*** Data excerpts

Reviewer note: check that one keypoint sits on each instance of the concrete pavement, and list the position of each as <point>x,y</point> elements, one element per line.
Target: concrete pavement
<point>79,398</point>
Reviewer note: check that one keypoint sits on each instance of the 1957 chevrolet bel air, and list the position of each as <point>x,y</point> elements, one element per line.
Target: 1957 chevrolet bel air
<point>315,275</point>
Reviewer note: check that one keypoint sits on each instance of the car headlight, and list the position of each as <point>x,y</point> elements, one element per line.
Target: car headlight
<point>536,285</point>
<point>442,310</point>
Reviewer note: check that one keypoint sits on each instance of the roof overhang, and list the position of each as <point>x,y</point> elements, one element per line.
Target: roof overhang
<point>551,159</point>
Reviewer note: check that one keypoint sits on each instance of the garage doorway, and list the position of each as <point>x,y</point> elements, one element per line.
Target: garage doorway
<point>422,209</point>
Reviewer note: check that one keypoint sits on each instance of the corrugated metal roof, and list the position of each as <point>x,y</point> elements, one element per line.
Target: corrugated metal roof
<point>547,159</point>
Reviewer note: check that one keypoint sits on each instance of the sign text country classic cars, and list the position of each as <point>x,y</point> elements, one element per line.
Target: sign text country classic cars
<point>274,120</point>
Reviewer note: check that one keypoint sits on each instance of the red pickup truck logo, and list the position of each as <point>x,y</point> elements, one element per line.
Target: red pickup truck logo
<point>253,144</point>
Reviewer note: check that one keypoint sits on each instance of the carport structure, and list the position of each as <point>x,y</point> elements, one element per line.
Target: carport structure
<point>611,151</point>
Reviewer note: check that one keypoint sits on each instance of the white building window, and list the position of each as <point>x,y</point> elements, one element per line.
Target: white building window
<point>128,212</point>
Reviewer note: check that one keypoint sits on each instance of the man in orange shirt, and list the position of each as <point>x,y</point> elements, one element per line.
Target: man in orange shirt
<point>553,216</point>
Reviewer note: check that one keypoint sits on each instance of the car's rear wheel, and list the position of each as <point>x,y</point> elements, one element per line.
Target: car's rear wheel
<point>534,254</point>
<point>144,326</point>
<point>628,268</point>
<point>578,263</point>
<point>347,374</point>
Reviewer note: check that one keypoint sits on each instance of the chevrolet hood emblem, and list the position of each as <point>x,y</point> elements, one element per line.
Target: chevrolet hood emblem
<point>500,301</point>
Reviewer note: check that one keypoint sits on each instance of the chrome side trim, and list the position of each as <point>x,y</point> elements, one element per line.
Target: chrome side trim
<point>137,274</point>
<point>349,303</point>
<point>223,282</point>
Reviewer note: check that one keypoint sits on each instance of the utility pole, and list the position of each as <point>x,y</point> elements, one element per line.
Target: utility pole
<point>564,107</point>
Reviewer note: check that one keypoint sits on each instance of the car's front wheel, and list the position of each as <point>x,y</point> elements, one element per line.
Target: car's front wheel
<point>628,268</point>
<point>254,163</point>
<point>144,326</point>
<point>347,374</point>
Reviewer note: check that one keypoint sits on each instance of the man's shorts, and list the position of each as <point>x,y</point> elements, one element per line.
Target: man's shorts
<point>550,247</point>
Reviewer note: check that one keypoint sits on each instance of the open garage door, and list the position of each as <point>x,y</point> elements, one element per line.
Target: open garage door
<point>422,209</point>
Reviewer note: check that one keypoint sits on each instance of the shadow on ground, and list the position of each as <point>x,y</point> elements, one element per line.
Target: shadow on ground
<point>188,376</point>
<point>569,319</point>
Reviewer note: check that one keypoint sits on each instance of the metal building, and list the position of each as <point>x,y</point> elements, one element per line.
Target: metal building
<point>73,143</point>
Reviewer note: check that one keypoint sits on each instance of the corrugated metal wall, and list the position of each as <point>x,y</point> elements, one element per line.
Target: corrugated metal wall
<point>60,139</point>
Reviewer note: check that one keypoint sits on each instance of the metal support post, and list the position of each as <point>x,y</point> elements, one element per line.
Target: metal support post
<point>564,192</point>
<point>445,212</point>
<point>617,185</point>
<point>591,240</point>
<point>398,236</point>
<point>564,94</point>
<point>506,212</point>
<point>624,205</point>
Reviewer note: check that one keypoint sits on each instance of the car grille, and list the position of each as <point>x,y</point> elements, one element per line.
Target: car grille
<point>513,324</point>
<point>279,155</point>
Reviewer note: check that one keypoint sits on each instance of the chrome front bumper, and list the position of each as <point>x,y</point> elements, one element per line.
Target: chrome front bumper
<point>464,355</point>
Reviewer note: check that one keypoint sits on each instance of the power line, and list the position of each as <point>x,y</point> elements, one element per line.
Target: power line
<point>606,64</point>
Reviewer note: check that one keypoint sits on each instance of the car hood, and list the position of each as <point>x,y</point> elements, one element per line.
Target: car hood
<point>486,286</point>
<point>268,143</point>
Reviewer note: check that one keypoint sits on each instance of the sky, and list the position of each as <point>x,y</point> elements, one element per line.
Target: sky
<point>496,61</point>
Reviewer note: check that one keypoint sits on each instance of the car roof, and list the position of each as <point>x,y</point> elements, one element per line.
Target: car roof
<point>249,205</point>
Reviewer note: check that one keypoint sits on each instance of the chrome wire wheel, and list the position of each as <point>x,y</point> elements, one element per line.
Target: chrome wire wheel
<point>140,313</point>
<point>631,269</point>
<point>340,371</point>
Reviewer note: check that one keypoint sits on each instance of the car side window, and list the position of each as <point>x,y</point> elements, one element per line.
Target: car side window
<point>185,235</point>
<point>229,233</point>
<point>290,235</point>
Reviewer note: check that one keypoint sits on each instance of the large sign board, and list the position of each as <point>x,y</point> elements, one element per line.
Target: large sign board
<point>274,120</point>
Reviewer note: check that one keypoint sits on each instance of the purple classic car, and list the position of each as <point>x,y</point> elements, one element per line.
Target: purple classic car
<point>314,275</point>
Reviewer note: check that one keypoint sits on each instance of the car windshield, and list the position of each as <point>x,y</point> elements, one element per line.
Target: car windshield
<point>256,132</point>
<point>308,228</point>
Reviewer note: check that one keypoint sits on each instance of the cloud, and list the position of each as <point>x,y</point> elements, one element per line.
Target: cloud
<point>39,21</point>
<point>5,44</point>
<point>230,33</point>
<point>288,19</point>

******

# Work task:
Your answer must consist of every line above, reproduced exactly.

# Task response:
Reviewer note: check that one keypoint sits on each instance of the concrete pavement, and list the position of each as <point>x,y</point> elements, one element per line.
Target: concrete pavement
<point>79,398</point>
Reviewer note: check that one keypoint sits on each instance of the 1957 chevrolet bel air, and list the position of each as <point>x,y</point> elements, one element per line.
Target: 1957 chevrolet bel air
<point>315,275</point>
Reviewer note: check that one keypoint sits on each instance of the car headlight, and list the position of each as <point>x,y</point> elements, one element per line.
Target: car headlight
<point>536,285</point>
<point>442,310</point>
Reviewer note: check that one keypoint sits on each instance of the roof overhang, and list the position of each as <point>x,y</point> elements, one element per line.
Target: roof overhang
<point>551,159</point>
Reviewer note: check that one keypoint sits on each instance of the garage doorway, and list the position of each as <point>x,y</point> elements, one element per line.
Target: garage doorway
<point>422,209</point>
Reviewer note: check that one keypoint sits on each instance of the corrugated metal roof, and list the position of each as <point>x,y</point> elements, one element per line.
Target: corrugated metal roof
<point>547,159</point>
Reviewer note: check that one keypoint sits on each instance of the sign text country classic cars, and list the position of each as <point>x,y</point> elements, one element per line.
Target: sign text country classic cars
<point>274,120</point>
Reviewer note: check that one keypoint sits on each instance of the red pickup truck logo, and list the position of each as <point>x,y</point> elements, one element per line.
Target: red pickup truck logo
<point>253,144</point>
Reviewer note: check that one keypoint sits on each instance of the carport structure, and list the position of each as <point>x,y</point> elements, one element per line.
Target: carport structure
<point>611,151</point>
Reviewer note: check that one keypoint sits on each instance of the white building window, and list the position of each as <point>x,y</point> elements, one element per line.
Target: white building window
<point>128,212</point>
Reviewer note: check that one keypoint sits on each instance of the man in orange shirt, and list the position of each as <point>x,y</point> elements, one element per line.
Target: man in orange shirt
<point>553,216</point>
Reviewer note: check that one keypoint sits on each instance of the car's rear wheel, and list the position of each as <point>x,y</point> elements, one element per line.
Target: car's rear wheel
<point>534,254</point>
<point>144,326</point>
<point>628,268</point>
<point>578,263</point>
<point>347,374</point>
Reviewer note: check that one keypoint sits on each instance of the chevrolet hood emblem, and list the position of each as <point>x,y</point> elements, one element per line.
Target: chevrolet hood emblem
<point>500,301</point>
Reviewer note: check that one keypoint sits on each instance of the chrome side trim, and list the position of each as <point>x,y</point> elements, one element per line.
Target: chrome side trim
<point>137,274</point>
<point>349,303</point>
<point>223,282</point>
Reviewer note: check that one keypoint sits on each instance of the utility pole, and list the position of each as <point>x,y</point> elements, one element per line.
Target: utility pole
<point>564,107</point>
Reviewer note: check that one keypoint sits on each instance of the car's front wheel, and list the position of each as <point>x,y</point> elements, one element per line.
Target: car's front wheel
<point>628,268</point>
<point>254,163</point>
<point>144,326</point>
<point>347,374</point>
Reviewer note: check that one keypoint sits on each instance of the man's shorts, and list the position of each as <point>x,y</point> elements, one element per line.
Target: man's shorts
<point>550,247</point>
Reviewer note: check that one keypoint sits on each instance of the open garage door, and list the position of each as <point>x,y</point> elements, one element per line.
Target: open garage door
<point>422,209</point>
Reviewer note: check that one keypoint sits on each instance of the shadow on ground, and list the position of each as <point>x,y</point> elements, one element per line.
Target: shadow on ground
<point>188,376</point>
<point>569,319</point>
Reviewer note: check that one keypoint sits on each instance of the metal building, and list the position of each as <point>x,y</point> elements, one element per line.
Target: metal building
<point>73,143</point>
Reviewer note: check that one keypoint sits on each instance of the corrugated metal wall, and list the position of each as <point>x,y</point> elements, one element per line.
Target: corrugated metal wall
<point>60,139</point>
Reviewer note: check that one keypoint sits on each instance of the metal support post, and list the position of each as <point>x,y</point> elements, one element per line.
Target: metal support post
<point>564,192</point>
<point>445,212</point>
<point>617,185</point>
<point>591,240</point>
<point>398,236</point>
<point>564,94</point>
<point>506,212</point>
<point>624,205</point>
Reviewer note: check that one keypoint sits on each instance of the car grille, and list the position of each as <point>x,y</point> elements, one element per line.
Target: car grille
<point>513,324</point>
<point>279,155</point>
Reviewer note: check that one keypoint sits on each instance of the chrome front bumper, and list the position of each as <point>x,y</point> elements, one element per line.
Target: chrome front bumper
<point>464,355</point>
Reviewer note: check that one keypoint sits on each instance of the power line, and list the position of each as <point>x,y</point> elements, one element per line.
Target: power line
<point>606,64</point>
Reviewer note: check that one keypoint sits on each instance of the car hood, and list the position of each as <point>x,y</point> elements, one element per line.
Target: car hood
<point>486,286</point>
<point>268,143</point>
Reviewer note: check that one keypoint sits on each instance of the sky, and list the position of each as <point>x,y</point> elements, one element per line.
Target: sky
<point>496,61</point>
Reviewer note: check that one keypoint sits on each instance of the car roof, and list the position of each as <point>x,y</point> elements, one element per line.
Target: car roof
<point>249,205</point>
Reviewer note: check that one keypoint sits on each instance of the chrome wire wheel, and list the position of each as <point>x,y</point> elements, one element per line.
Target: chrome wire wheel
<point>140,313</point>
<point>631,269</point>
<point>340,371</point>
Reviewer note: check that one keypoint sits on each instance of the car side window, and list the position of each as <point>x,y</point> elements, one element per line.
Target: car side window
<point>185,235</point>
<point>229,233</point>
<point>290,235</point>
Reviewer note: check that one keypoint sits on each instance of the large sign board, and list the position of each as <point>x,y</point> elements, one element per line.
Target: large sign board
<point>274,120</point>
Reviewer note: check that one keypoint sits on each instance of the purple classic car, and list the position of each as <point>x,y</point> elements, one element per line.
Target: purple classic car
<point>314,275</point>
Reviewer note: check that one keypoint sits on each instance of the car windshield, and list the position of each as <point>x,y</point> elements, one element per line.
Target: car windshield
<point>256,132</point>
<point>308,228</point>
Reviewer note: check that one keypoint sits on each instance of the cloud, and list the position of each as <point>x,y</point> elements, one element per line.
Target: cloud
<point>39,21</point>
<point>5,44</point>
<point>230,33</point>
<point>288,19</point>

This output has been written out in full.